As for what's causing this, Canadians are largely in agreement that this is a policy issue. In a wide-ranging June poll conducted by Leger, near-unanimous numbers of Canadian respondents blamed the crime wave on a justice system that was too "lenient" on violent offenders, particularly when it came to the issue of bail. An incredible 79 per cent of respondents agreed with the statement that "there are too many repeat violent offenders being offered bail."
canada crime opinion survey
© LegerResults, broken down by demographic, on questions related to criminal justice and bail.
When the Trudeau government took office in 2015, crime was already on the upswing after decades of decline. But each passing year of Liberal governance — with the exception of 2019-2020 — has indeed coincided with more stabbings, more homicides and more urban chaos.

Perhaps most notably, shootings have doubled since 2015, despite Prime Minister Justin Trudeau championing the issue of gun control and introduced some of the most sweeping gun bans ever pursued by a Canadian government.

Meanwhile, everyone from First Nations leaders to mayors to police departments to an unanimous declaration of all 13 premiers have been saying for months on end that a significant chunk of this crime would be remarkably easy to stop.

In the April words of the Council of the Federation — the organization representing Canada's premiers — much of this violence could be brought to an end if the federal government would take action against the scourge of "violent crimes committed by repeat offenders."

It's not necessarily that more people are getting bail now; the vast majority of accused offenders have always been set free in advance of a court date. It's that new bail guidelines have utterly gutted the ability of police to enforce even the most rudimentary bail conditions.

In cases of violent charges, it's typical for a bail hearing to impose conditions on an accused; someone accused of sexual assault may be instructed to avoid contact with the alleged victim, for instance. Prior to a suite of Liberal bail reforms introduced in 2019, any violation of such conditions would typically result in immediate detention. But now, the more typical response is simply more bail.

"When bail/release is being considered for repeat offenders, it's hard to establish that they have a significant past history of not respecting the conditions imposed on them, which makes it far more likely they'll receive bail over and over," Michael Gendron, spokesperson for the Canadian Police Association, told the National Post in April.
● ● ● ● ●
» **Exercise instructions**:
Carry on the article about crime and bail policy in Canada, picking up right after its final sentence. The data that comes after this article is separate material unrelated to it.

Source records
● ● ● ● ●
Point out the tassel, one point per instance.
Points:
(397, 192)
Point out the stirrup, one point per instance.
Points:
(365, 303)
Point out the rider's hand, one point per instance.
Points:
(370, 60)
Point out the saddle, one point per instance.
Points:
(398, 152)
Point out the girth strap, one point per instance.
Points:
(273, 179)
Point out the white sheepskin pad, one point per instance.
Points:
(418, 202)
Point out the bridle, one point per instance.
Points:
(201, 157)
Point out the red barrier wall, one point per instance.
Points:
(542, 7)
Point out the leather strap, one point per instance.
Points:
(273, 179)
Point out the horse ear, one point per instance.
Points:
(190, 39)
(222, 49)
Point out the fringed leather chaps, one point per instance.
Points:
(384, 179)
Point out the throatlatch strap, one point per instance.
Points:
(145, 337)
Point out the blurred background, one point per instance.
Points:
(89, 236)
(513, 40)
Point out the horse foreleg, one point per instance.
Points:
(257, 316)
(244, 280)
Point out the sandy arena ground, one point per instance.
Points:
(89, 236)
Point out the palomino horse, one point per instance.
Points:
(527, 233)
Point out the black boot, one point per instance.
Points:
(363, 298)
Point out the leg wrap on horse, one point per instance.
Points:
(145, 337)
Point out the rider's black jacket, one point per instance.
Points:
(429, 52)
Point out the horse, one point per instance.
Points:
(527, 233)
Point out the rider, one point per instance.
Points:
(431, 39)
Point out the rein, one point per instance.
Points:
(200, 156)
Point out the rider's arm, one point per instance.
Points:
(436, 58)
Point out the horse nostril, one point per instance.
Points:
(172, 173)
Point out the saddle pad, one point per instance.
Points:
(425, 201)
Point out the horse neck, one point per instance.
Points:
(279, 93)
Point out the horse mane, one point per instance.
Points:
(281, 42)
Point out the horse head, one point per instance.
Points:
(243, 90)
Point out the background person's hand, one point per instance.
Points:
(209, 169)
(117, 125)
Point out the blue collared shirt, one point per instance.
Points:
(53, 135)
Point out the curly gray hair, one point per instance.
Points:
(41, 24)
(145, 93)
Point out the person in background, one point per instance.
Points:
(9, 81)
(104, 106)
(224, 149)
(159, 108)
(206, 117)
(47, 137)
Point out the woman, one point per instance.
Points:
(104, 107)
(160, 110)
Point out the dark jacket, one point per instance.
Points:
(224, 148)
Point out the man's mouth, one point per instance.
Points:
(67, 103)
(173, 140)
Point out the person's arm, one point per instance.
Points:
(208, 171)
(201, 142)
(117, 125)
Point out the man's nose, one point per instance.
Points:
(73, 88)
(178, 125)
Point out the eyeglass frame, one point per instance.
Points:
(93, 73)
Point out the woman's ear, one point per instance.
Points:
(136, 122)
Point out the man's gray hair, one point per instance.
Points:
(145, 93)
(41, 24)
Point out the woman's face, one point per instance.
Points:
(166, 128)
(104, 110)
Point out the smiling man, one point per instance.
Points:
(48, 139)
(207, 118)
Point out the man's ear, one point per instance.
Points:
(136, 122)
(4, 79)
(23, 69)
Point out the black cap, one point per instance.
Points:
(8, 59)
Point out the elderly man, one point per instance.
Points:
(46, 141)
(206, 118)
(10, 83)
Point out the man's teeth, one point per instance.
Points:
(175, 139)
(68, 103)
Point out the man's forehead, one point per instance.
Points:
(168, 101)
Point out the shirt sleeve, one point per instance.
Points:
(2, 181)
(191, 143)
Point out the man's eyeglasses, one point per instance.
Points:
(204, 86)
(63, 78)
● ● ● ● ●
» **Exercise output**:
Despite this, Ottawa is dragging its feet on even the most milquetoast of reforms. It was March when now-former justice minister David Lametti first acknowledged that some "targeted" changes to bail might be needed "to maintain the public's confidence in the administration of justice."

It took another two months before his ministry finally issued Bill C-48, an eight-page bail reform proposal that, according to legal analysts, would be largely ineffective in changing the status quo. For one thing, it imposes no hard guidelines on bail sentencing. For judges who have gotten accustomed to immediately granting bail to high-risk offenders, there's nothing in the bill explicitly compelling them to stop.

And even then, the bill has been stuck in limbo ever since May, with no prospect of getting picked up again until at least Sept. 18, when the House of Common reconvenes.

The frustration at the delay has been palpable.

B.C. Premier David Eby — a former attorney general who used to work as a street-level activist in Vancouver's Downtown Eastside — has been one of the most vocal about federal inaction on bail reform. As far back as March, he was saying that bail was not a difficult problem to solve; and that it was a "straightforward" issue to simply stop releasing repeat violent offenders into the community.

"I really can't express the level of urgency that people feel about this in communities," Eby said in June, after it became clear that Bill C-48 would be stalled until the autumn.

"The basic requirement of our justice system is that it keeps people safe, and it's not meeting that standard right now."